WORK TO COMPLETE
Echo every row below verbatim, reproducing each line without any change.

===============

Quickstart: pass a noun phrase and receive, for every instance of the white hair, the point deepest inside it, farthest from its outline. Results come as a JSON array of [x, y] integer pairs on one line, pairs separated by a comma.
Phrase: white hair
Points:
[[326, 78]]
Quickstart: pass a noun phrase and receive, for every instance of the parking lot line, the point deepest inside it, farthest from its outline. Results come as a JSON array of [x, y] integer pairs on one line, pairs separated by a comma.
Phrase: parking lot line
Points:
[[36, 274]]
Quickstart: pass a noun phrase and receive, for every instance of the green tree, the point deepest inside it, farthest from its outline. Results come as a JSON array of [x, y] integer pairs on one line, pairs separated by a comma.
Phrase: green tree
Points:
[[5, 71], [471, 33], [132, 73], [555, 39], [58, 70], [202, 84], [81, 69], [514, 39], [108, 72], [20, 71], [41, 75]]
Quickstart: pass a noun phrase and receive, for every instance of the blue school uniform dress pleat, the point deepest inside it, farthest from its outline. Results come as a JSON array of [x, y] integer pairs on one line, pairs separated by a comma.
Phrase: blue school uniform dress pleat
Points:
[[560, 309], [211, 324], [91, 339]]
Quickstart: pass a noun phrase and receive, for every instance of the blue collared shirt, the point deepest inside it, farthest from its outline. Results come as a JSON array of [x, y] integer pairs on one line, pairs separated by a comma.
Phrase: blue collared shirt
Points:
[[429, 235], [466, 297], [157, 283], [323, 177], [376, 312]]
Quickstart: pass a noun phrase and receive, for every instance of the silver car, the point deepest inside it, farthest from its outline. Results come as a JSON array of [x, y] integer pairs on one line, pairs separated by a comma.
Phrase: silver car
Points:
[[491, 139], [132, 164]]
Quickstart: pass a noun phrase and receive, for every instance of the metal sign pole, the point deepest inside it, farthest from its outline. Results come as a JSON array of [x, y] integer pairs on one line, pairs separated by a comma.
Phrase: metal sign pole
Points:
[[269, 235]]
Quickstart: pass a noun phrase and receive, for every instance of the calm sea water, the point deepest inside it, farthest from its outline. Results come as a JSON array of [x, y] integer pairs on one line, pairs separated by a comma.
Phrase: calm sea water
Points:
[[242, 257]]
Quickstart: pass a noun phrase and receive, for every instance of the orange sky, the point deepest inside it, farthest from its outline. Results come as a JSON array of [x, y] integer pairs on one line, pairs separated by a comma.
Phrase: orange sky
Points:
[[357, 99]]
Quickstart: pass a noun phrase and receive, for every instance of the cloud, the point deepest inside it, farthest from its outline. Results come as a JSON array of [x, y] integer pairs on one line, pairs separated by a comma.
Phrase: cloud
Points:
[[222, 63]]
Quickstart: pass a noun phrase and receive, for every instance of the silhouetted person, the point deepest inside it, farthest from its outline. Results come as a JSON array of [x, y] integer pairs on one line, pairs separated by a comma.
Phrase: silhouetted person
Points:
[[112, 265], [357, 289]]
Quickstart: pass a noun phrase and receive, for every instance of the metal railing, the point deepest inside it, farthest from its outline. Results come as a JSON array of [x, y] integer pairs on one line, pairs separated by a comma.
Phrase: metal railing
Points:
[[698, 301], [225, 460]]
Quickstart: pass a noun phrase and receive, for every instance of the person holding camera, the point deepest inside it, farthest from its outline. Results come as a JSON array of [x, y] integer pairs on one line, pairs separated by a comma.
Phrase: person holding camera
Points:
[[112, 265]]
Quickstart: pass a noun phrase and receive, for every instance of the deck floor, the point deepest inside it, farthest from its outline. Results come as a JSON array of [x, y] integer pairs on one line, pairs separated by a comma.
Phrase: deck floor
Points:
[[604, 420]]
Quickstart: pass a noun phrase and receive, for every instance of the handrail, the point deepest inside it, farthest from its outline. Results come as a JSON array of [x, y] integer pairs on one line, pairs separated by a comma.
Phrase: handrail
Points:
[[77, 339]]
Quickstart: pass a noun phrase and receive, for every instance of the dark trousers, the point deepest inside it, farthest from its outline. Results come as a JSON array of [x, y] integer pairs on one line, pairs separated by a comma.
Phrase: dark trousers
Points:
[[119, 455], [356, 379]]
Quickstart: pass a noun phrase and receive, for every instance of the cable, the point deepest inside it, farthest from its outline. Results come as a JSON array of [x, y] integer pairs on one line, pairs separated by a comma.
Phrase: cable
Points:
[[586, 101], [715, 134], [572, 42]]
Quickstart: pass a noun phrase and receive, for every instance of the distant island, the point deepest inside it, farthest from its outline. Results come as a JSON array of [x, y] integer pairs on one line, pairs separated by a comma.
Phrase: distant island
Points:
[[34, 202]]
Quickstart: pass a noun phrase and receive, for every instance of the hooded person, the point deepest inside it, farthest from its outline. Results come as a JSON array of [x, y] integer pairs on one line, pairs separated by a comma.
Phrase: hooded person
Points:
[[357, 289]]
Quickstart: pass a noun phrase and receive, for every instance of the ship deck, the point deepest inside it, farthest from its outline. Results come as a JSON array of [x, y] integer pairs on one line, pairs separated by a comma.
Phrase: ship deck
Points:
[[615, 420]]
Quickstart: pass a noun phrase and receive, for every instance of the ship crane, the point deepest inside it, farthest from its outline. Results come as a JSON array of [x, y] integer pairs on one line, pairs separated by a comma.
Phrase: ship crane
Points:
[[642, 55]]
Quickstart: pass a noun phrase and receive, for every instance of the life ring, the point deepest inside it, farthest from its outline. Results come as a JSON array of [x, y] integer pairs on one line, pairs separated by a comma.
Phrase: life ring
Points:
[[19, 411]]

===============

WRITTEN ANSWER
Quickstart: pass a noun phrase and receive, for every instance of the white hair, the point deepest inside it, farthest from its outline. Results come as a JSON array of [x, y] integer pairs on one line, pairs separated by a comma.
Phrase: white hair
Points:
[[326, 78]]
Quickstart: pass a noun phrase and receive, for every instance of the parking lot line, the point deepest inside it, farthest from its outline. Results come as a JSON array of [x, y] integer pairs on one line, pairs separated by a comma.
Phrase: parking lot line
Points:
[[36, 274]]
Quickstart: pass a noun phrase and receive, for every instance of the green tree, the point deepest inside it, farthest from its outline. Results come as a JSON array of [x, y] integer pairs on one line, pairs separated by a comma.
Phrase: green tree
Points:
[[5, 71], [471, 33], [132, 73], [555, 39], [58, 70], [202, 84], [81, 69], [514, 39], [108, 72], [20, 71], [41, 75]]
Quickstart: pass a noun phrase and receive, for every instance of the blue school uniform dress pleat, the point deepest inside it, farthest from its outline. Results come as a JSON array of [x, y] integer pairs on one line, pairs separated by a comma.
Phrase: blue school uniform dress pleat
Points:
[[560, 309], [211, 324], [91, 339]]
Quickstart: pass a noun phrase and receive, for every instance of the blue collared shirt, the point deepest inside it, farthest from its outline. Results come as a JSON array of [x, y] integer pairs on one line, pairs separated by a comma.
Phrase: blue collared shirt
Points:
[[429, 235], [466, 297], [157, 283], [323, 177], [376, 312]]
Quickstart: pass a noun phrase and receive, for every instance of the silver car, the point deepest inside it, farthest from its outline. Results come as a JSON array of [x, y] integer pairs on one line, pairs separated by a comma.
Phrase: silver car
Points:
[[491, 139], [132, 164]]
Quickstart: pass a noun phrase and receive, for every instance of the metal sign pole, the point deepest inside it, farthest from its outline. Results come as a JSON array of [x, y] integer pairs on one line, pairs separated by a comma.
Phrase: metal sign pole
Points:
[[269, 235]]
Quickstart: pass a noun phrase and receive, for every instance of the calm sea water, the point deepest inside it, farthest from its outline. Results come as a JSON array of [x, y] integer pairs on one line, pairs separated by a comma.
Phrase: calm sea water
Points:
[[242, 257]]
Quickstart: pass a noun phrase and receive, for every instance of the orange sky, the point deepest inside it, farthest from its outline. Results come as a JSON array of [x, y] integer pairs on one line, pairs separated by a comma.
Phrase: orange sky
Points:
[[357, 99]]
Quickstart: pass a noun phrase and receive, for every instance of the cloud, the point deepest inside it, farthest from its outline. Results come as a JSON array of [x, y] integer pairs on one line, pairs separated by a comma.
Phrase: cloud
Points:
[[222, 63]]
Quickstart: pass a noun phrase and receive, for every instance of the silhouetted person, the point deepest inside it, farthest from its outline. Results come as a JSON array of [x, y] integer pairs on one line, pairs separated by a comma.
Phrase: silhouetted person
Points:
[[112, 265], [357, 289]]
Quickstart: pass a noun phrase and receive, for every instance of the metal railing, the point deepest inside it, farthest from its outline. Results come as a JSON array of [x, y] integer pairs on one line, pairs separated by a comma.
Phrase: metal railing
Points:
[[698, 301], [225, 460]]
Quickstart: pass a noun phrase and receive, for every instance of the person holding camera, the point deepest inside it, farthest from its outline. Results come as a JSON array of [x, y] integer pairs on one line, pairs separated by a comma.
Phrase: person holding camera
Points:
[[112, 265]]
Quickstart: pass a noun phrase and receive, for every instance of the deck floor, the point deepest inside it, farthest from its outline. Results come as a JSON array of [x, y] integer pairs on one line, pairs separated by a comma.
Phrase: deck floor
Points:
[[604, 420]]
Quickstart: pass a noun phrase and receive, for every instance of the handrail, the point deepest inside it, farthest from its outline. Results come as a JSON array of [x, y] integer pairs on one line, pairs separated by a comma.
Phrase: handrail
Points:
[[77, 339]]
Quickstart: pass a noun phrase and receive, for every instance of the dark trousers, the point deepest inside it, farthest from its outline. Results come as a JSON array of [x, y] integer pairs on one line, pairs separated by a comma.
Phrase: dark trousers
Points:
[[119, 455], [356, 379]]
Quickstart: pass a noun phrase and receive, for every instance of the cable, the point deepest inside it, farthest from its outline. Results come as a JSON array of [x, y] integer pairs on one line, pairs separated by a comma.
Phrase: cable
Points:
[[586, 101], [715, 134], [572, 42]]
Quickstart: pass a noun phrase and receive, for every instance of the distant island, the point deepest inside it, farthest from its outline. Results come as a JSON array of [x, y] integer pairs on one line, pairs separated by a comma.
Phrase: distant island
Points:
[[34, 202]]
Quickstart: pass a noun phrase and receive, for every instance of the hooded person, the point deepest inside it, farthest from its outline. Results come as a JSON array of [x, y] integer pairs on one line, pairs separated by a comma.
Phrase: hooded person
Points:
[[357, 289]]
Quickstart: pass a noun phrase and receive, for every instance of the ship deck, the point deepest inside it, farthest from its outline. Results come as a JSON array of [x, y] integer pairs on one line, pairs separated by a comma.
Phrase: ship deck
Points:
[[615, 420]]
Quickstart: pass a noun phrase and receive, for every instance of the ship crane, the point deepest inside it, farthest from its outline. Results come as a JSON array of [x, y] integer pairs on one line, pairs separated by a comma.
Phrase: ship crane
Points:
[[642, 55]]
Quickstart: pass a noun phrase and receive, for every instance of the life ring, the point deepest inside it, farthest from its outline. Results come as a JSON array of [x, y] integer pairs on one line, pairs separated by a comma.
Phrase: life ring
Points:
[[19, 411]]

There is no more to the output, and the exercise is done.